Task statement =>
The data below is to be repeated in full, exactly as given.

Collected data
******

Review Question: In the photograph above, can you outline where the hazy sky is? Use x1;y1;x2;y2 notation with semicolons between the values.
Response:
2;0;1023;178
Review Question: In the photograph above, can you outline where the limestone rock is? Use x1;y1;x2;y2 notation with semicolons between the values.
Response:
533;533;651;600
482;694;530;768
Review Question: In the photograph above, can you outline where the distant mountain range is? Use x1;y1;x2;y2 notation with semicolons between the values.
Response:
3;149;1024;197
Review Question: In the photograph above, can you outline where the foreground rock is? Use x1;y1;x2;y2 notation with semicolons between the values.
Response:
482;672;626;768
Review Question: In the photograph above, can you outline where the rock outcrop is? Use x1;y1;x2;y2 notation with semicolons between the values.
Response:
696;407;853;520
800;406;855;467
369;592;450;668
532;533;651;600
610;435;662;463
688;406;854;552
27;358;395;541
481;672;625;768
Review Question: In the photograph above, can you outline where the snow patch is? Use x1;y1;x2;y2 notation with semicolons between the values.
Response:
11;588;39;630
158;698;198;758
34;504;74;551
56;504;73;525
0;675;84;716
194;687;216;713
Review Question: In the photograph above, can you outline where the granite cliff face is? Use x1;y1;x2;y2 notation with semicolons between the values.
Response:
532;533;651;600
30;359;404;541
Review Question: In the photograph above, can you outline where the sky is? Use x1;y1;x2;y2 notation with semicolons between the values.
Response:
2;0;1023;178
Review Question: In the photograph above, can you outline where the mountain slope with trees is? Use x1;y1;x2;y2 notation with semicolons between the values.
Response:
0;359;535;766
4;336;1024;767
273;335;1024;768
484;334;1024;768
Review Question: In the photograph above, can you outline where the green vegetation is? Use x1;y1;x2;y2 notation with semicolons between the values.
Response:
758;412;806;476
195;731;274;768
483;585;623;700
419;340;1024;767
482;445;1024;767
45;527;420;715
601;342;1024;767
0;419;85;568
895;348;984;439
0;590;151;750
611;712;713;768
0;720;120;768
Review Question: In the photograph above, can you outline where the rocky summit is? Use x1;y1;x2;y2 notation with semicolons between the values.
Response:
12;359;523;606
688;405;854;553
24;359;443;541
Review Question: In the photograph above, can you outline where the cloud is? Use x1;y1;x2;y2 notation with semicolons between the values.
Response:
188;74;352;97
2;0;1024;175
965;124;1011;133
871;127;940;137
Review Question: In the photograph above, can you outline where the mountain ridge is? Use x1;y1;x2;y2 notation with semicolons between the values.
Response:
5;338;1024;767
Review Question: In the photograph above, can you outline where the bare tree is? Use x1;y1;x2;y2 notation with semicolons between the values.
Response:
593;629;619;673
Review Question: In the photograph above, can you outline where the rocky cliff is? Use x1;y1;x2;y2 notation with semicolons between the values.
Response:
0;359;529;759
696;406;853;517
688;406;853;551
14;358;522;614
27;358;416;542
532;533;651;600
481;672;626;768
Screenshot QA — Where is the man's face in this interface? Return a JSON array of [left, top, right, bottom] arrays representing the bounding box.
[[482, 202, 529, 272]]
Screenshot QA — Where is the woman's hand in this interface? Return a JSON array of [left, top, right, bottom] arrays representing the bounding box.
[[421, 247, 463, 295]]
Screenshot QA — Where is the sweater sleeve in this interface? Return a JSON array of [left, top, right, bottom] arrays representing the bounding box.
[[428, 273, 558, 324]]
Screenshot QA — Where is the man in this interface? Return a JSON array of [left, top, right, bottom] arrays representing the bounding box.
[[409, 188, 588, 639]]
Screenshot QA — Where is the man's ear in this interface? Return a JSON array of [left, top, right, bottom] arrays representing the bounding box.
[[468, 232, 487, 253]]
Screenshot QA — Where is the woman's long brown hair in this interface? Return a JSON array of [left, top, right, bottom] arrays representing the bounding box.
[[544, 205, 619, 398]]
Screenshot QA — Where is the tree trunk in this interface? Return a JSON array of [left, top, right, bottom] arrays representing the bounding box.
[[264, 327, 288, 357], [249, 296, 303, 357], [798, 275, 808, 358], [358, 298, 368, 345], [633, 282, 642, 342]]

******

The completed task =>
Review Question: In the photograph above, can you outline where the hazy sky is? Use x1;y1;x2;y2 notation with semicolons between the values.
Response:
2;0;1023;178
Review Question: In the photograph above, can you outline where the limestone rock is? Use x1;y1;x2;y2 notation with semicolons between the values.
Response:
533;533;651;600
482;694;530;768
Review Question: In the photograph above, can you outline where the distant mountain range is? Use x1;y1;x2;y2 notation with semicolons between the values.
Response:
3;149;1024;197
Review Question: In the photograph above, can you outline where the foreground rock is? Use x1;y1;x2;y2 notation with semicolons between the values.
Response:
482;672;626;768
Review Question: In the photograph above, can you outline where the rock outcrop is? Use x1;y1;x2;y2 notation with semicolons between the values.
Response:
696;407;853;520
800;406;855;467
369;592;450;668
532;533;651;600
610;435;662;463
688;406;854;552
27;358;395;541
481;672;625;768
Review Question: In the photograph above, can you outline where the snow patch is? Use x1;y1;x2;y2 notation with semicolons between the values.
Response:
11;588;39;630
158;698;198;758
34;504;74;551
56;504;73;525
0;675;84;716
194;687;216;713
Review Question: In the photograph above, can you outline where the granite cliff face is? Use x1;y1;x2;y2 notation with semicolons between the values.
Response:
532;533;651;600
30;359;404;541
Review Question: In the photograph above, can you outline where the sky is? Use x1;y1;x2;y2 notation with semicolons between the values.
Response:
2;0;1023;178
Review Question: In the photograph above, can you outline where the mountain slope with trees is? Use x1;y1;x2;y2 notation with semicolons between the values.
Response:
0;359;535;766
4;336;1024;767
273;335;1024;768
484;334;1024;768
Review Question: In the photograph above, can you outline where the green vegetation is? Use x1;y1;x2;y2 notation with semicolons between the values.
Response:
758;412;806;476
195;731;274;768
483;585;623;700
419;340;1024;767
482;445;1024;767
45;527;420;715
601;342;1024;767
0;419;85;568
895;348;984;439
0;590;151;750
611;712;713;768
0;720;120;768
Review Question: In the photograph above, can you outline where the rocky summit is? Use x1;y1;x2;y2 notation with semicolons between the values.
Response:
12;359;523;606
688;405;854;553
24;359;443;541
Review Question: In the photograph above, can you outline where the cloud is? Use x1;y1;x2;y2 notation with semicolons between the values.
Response:
188;74;352;97
2;0;1024;175
965;124;1011;133
871;127;940;137
Review Question: In the photograph above, can you outline where the mountain ridge is? Use x1;y1;x2;y2 notation with semicolons between the values.
Response:
5;338;1024;767
Review Question: In the photograph above, can you outline where the bare tree is? Use x1;y1;x2;y2 notation with semicolons between the values.
Response:
593;629;619;673
Review Question: In the photograph above, can you outline where the rocky cliff is? Use x1;y1;x2;y2 notation with semicolons between the values.
Response:
0;359;529;759
696;406;853;517
688;406;853;551
14;358;522;614
27;358;416;542
532;533;651;600
481;672;626;768
Screenshot QA — Where is the man's face in this interface? Return a JSON array of [left, top, right, bottom] arrays representing the bounding box.
[[482, 202, 529, 272]]
Screenshot QA — Where is the woman's hand in this interface? Return a JSON array of [left, top, right, bottom] arrays representing the bounding box.
[[421, 247, 463, 295]]
Screenshot QA — Where is the sweater sleeve in this interface? Return a JSON array of [left, top, right, bottom] arrays representing the bounding box.
[[428, 273, 558, 324]]
Screenshot QA — Where is the man in this interface? Return a JSON array of [left, top, right, bottom] arrays representing the bounding box.
[[409, 188, 588, 639]]
Screenshot QA — Where is the man's ear in this interface? Return a JSON array of [left, top, right, bottom] arrays representing the bounding box.
[[468, 232, 487, 253]]
Screenshot QA — Where is the woman's long brown hair in this interface? Return a JSON array of [left, top, right, bottom] arrays representing the bounding box.
[[544, 205, 619, 398]]
Screenshot QA — Where is the tree trunk in this interface? Return a JSON array of [left, top, right, bottom] arrays representing the bounding box.
[[264, 327, 288, 357], [249, 296, 303, 357], [798, 275, 808, 358], [358, 298, 368, 345], [633, 282, 642, 342]]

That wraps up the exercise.